Put every line of the entries below into a Markdown table with the columns Row and Line. Number each line in Row, and leave out any blank lines.

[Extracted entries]
=-=-=
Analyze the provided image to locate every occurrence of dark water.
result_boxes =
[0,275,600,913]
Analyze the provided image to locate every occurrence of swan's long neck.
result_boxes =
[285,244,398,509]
=-=-=
* _Output for this task_
| Row | Line |
|---|---|
| 1 | Analyze the provided image to locate every occurrence of dark water. |
| 2 | result_boxes = |
| 3 | [0,275,600,913] |
| 4 | Analyze the provided image to locate every occurrence of swan's long neck. |
| 5 | result_boxes = |
| 6 | [285,244,398,509] |